> [TASK TO COMPLETE] Retype every entry below without pictures.

> [MATERIALS PROVIDED]

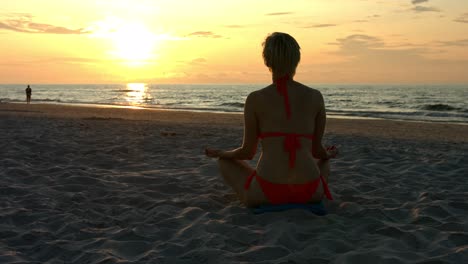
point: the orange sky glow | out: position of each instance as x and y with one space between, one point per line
342 41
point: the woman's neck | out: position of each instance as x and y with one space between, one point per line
275 77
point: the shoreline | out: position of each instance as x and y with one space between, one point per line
381 128
86 185
330 114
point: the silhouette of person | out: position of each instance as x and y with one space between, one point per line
28 94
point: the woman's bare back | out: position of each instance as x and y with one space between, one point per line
305 104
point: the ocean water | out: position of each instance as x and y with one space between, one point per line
433 103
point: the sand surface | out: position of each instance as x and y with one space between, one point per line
114 185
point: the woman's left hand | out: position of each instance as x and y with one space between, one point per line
213 153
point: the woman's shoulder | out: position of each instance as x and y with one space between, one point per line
308 90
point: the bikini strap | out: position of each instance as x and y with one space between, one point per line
326 190
249 180
282 88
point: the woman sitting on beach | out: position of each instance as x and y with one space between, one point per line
289 118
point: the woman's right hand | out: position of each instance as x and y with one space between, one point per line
332 152
212 153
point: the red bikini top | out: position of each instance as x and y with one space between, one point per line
291 140
291 143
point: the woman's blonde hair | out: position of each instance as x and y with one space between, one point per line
281 54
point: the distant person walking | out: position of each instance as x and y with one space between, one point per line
28 94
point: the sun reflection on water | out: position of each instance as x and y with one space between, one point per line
138 94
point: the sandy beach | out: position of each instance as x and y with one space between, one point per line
119 185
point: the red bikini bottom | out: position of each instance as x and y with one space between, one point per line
283 193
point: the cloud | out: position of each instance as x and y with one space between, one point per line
415 2
321 25
23 23
198 62
455 43
462 19
279 13
234 26
421 9
369 58
204 34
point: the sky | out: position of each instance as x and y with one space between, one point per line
207 41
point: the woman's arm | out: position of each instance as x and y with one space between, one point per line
250 141
318 151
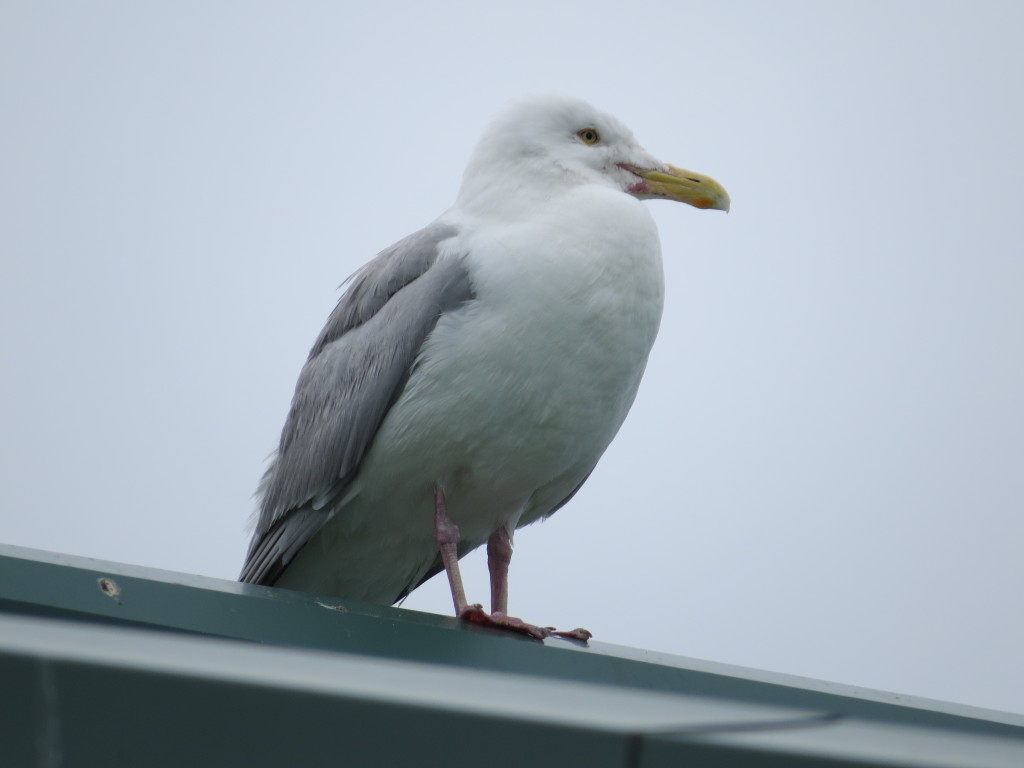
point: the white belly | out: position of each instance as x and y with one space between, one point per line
512 401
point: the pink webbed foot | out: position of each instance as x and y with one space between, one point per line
476 614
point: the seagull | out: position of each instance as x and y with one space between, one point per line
472 374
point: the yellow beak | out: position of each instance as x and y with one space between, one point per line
684 186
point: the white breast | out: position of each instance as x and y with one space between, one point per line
514 397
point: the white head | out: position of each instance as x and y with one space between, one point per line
544 145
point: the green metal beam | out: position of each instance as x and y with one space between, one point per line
104 664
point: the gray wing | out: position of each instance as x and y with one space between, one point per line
356 370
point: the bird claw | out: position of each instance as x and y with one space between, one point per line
476 614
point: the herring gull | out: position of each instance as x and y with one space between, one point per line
472 374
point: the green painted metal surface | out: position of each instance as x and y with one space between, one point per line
113 665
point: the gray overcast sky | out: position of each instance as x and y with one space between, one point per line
823 473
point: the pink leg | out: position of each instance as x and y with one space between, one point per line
446 536
499 557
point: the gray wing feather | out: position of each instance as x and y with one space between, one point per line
356 370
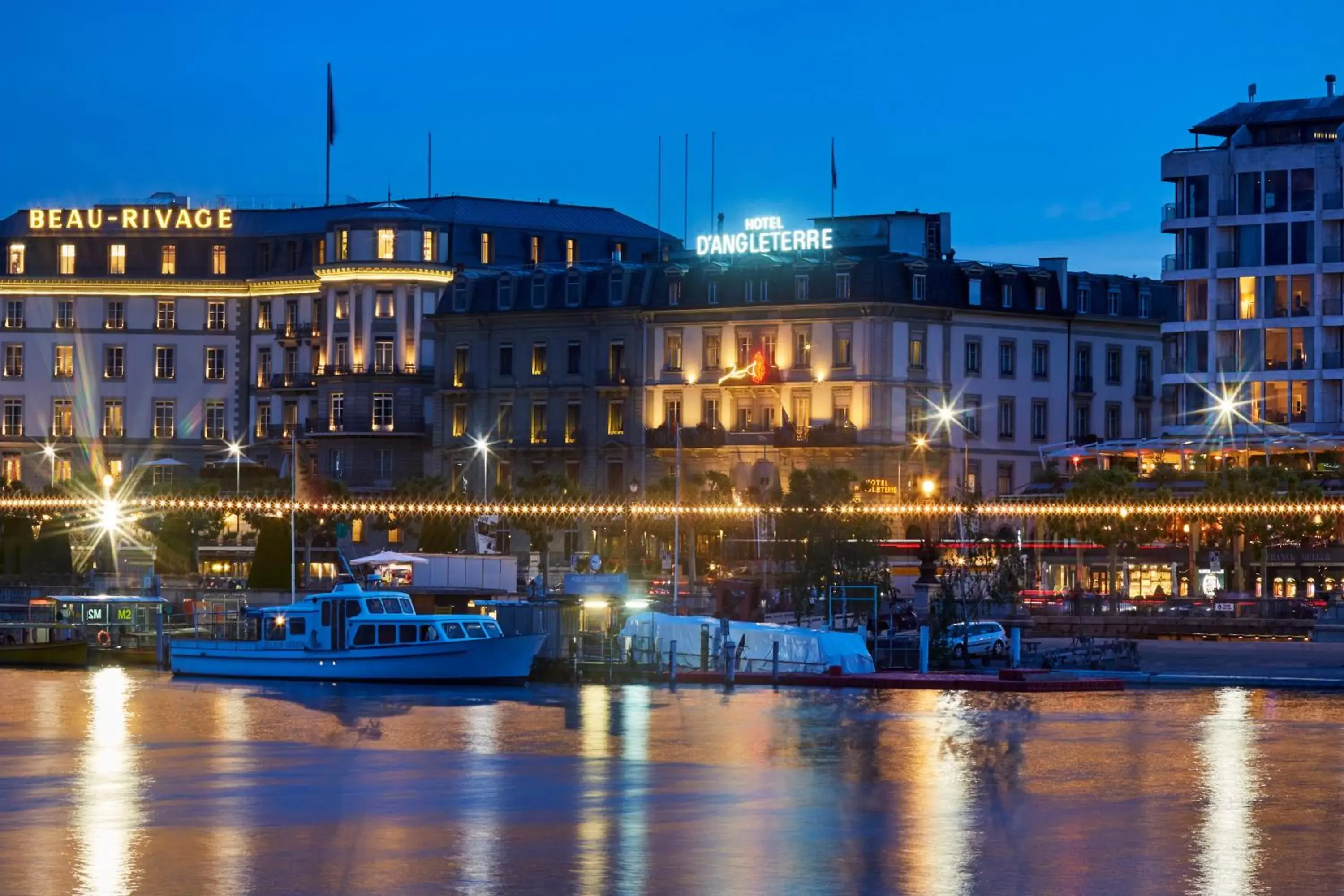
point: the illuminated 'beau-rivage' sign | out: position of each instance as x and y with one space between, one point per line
762 236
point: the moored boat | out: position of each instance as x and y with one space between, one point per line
351 634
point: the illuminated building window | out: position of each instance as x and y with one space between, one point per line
166 363
538 431
214 428
65 314
64 362
14 361
382 412
803 347
14 417
713 350
166 315
214 363
572 422
336 412
672 350
113 362
383 357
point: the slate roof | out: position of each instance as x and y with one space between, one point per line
1276 112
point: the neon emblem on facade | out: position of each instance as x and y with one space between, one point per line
762 236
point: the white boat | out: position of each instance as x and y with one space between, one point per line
351 634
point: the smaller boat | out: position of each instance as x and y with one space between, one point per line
45 653
351 634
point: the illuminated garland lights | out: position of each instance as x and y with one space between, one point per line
370 507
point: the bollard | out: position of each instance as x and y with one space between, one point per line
672 664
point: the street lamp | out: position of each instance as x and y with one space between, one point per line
483 448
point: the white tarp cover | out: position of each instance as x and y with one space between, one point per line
800 649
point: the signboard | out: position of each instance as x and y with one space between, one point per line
764 236
608 585
129 218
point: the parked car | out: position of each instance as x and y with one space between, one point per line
984 638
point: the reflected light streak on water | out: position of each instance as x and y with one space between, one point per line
229 844
480 823
109 812
1229 841
632 862
594 708
941 851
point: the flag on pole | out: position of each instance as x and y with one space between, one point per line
331 109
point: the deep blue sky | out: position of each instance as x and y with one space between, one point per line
1039 131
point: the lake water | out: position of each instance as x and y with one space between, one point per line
128 782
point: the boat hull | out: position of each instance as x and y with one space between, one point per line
495 660
56 653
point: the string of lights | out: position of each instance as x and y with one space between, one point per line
370 507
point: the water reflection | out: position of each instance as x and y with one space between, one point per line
1229 843
109 800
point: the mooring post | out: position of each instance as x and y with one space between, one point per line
672 664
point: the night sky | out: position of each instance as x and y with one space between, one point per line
1039 131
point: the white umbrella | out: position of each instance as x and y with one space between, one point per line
388 556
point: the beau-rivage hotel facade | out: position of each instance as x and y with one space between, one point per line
386 339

> [ANSWER BELOW]
point: the orange sky glow | out: position of each instance as x and y with one space between, one point per line
342 41
point: the woman's neck | out: position of each instance as x and y with one space between, one point per line
275 77
point: the shoreline | out: position of each instance as x and y with one space between, one point per line
381 128
86 185
330 114
point: the silhouette of person | out: position of each instance as x and y with one space between, one point per line
28 94
point: the woman's bare back | out: position of each instance as x and y with one space between, one point per line
305 104
point: the ocean water | out: position of each instance as x and y with one space between, one point per line
433 103
point: the sand surface | out: position of each instance as x and y with one space between, one point per line
114 185
point: the woman's left hand | out: position of each instance as x and y with one space between, one point per line
213 153
point: the woman's shoulder | out: position of each instance as x and y with one space between, one point per line
308 90
point: the bikini strap | out: position of each instance as x and y with one space between, one point per line
326 190
249 180
282 88
point: the woman sitting on beach | out: position of each instance as x and y with one space between, one point per line
289 118
point: the woman's right hand | out: position of each instance as x and y with one space between, one point per line
332 152
212 153
point: the red bikini top | out: position of each instance as x and y with one space between, one point per line
291 140
291 143
point: the woman's blonde hair | out: position of each instance as x and y with one space between, one point per line
281 54
point: the distant person walking | out: position of each instance as x and y with one space between, one point per line
28 94
point: the sun reflection on water | out: position of each instance as x and y with one space between, one point per line
138 94
point: the sandy beach | out: position of each instance as x and y with one space between, one point per line
119 185
point: the red bikini bottom | out: position of each instance as x and y with one space between, one point per line
283 193
point: the cloud | out: position of each instance as x and y with one space between, one point per line
415 2
321 25
23 23
198 62
455 43
462 19
279 13
234 26
421 9
369 58
204 34
point: the sky | out: position of each instance as x and y with one space between, one point per line
207 41
point: the woman's arm | out: position of each instance as x and y with one space between, one point per line
250 141
318 151
point: the white belly | out: position of each instance as x and y with one space between, one point per line
512 401
point: the pink webbed foot | out: position of each instance as x and y with one space between, one point per line
476 614
point: the seagull | out: position of each instance as x and y with one space between, one point per line
472 374
point: the yellow beak | out: position of each instance as x and y with one space between, one point per line
684 186
point: the white breast | out: position of each instance as x and y with one space between, one point per line
514 397
point: the white head | out: position of each instance as x and y with one space between, one point per line
544 145
point: the green metal beam | out: position of each instance as x and y with one space between, one point per line
104 664
point: the gray wing | out: position of each instance as x and y with one space between, one point per line
356 370
point: the bird claw | out: position of each instance as x and y with one space between, one point per line
476 614
point: the herring gull | out: position of each instance as x and y with one space between, one point per line
472 374
point: the green painted metal surface | out: position of each instance as x and y with one space between, one point per line
113 665
point: the gray overcast sky | out: position of each instance as x and y with one space between, one point per line
823 473
point: the pink leg | out: position of each instance as x and y with one space between, one point per line
446 536
499 557
point: the gray wing feather | out: position of each instance as x and y with one space between, one point per line
356 370
point: the illuminated 'beau-rivage' sign | out: position of each instance as x and y with one space between, one point per line
762 236
point: the moored boat | out: position of each instance as x and y with one space between, one point per line
351 634
point: the illuminated building window | out: position of each instance as x and y with one space between, one point per line
166 363
538 431
214 428
65 314
64 362
14 361
382 412
803 347
14 417
713 350
166 315
214 363
572 422
336 412
672 350
113 362
383 357
point: the slate roof | out: position of each instance as x and y with one space between, one point per line
1276 112
point: the neon emblem on facade | out: position of each instance as x and y with one space between, one point per line
762 236
point: the white boat | out: position of each instance as x and y with one space between, one point per line
351 634
point: the smaller boat | out: position of each instance as x and y with one space between, one point per line
45 653
351 634
point: the illuminated garland lights | out: position of each instance as x and y with one space between, one point per line
370 507
point: the bollard | out: position of each instance as x and y with one space between, one point per line
672 664
point: the street lamp | out: position of each instance as x and y with one space between, one point per line
483 448
point: the white tarp cover | out: position of each instance as x and y with one space between, one point per line
800 649
point: the signboard | out: position of each instance as x and y with one space between, one point per line
764 236
608 585
129 218
point: the parked car | out: position of each instance as x and y with one space between, one point per line
984 638
point: the reflected light streak on water | out: position of each instance as x and y with one space between, one point per line
229 844
480 823
109 812
1229 841
632 862
594 708
941 851
point: the flag on pole | out: position of each instance as x and y with one space between, one point per line
331 109
point: the deep blue sky | out: position of each instance as x and y with one space between, one point per line
1039 131
point: the lake water | out: position of each instance as x and y with one space between, one point per line
128 782
point: the boat hull | out: position of each instance as x and y with one space between, one point per line
495 660
56 653
point: the string of lights | out: position of each instance as x and y with one space between, one point per line
370 507
point: the water reflection | out: position of each instance as x and y with one space between, one point per line
1229 843
109 800
point: the mooring post | out: position of each instance as x and y with one space between, one point per line
672 664
point: the night sky | out: position of each instance as x and y with one space between, one point per line
1039 131
point: the white umbrella | out: position of each instance as x and y with one space between, one point per line
388 556
point: the beau-rivage hotel facade | out: position of each instance as x and y with one space between, one point per line
386 339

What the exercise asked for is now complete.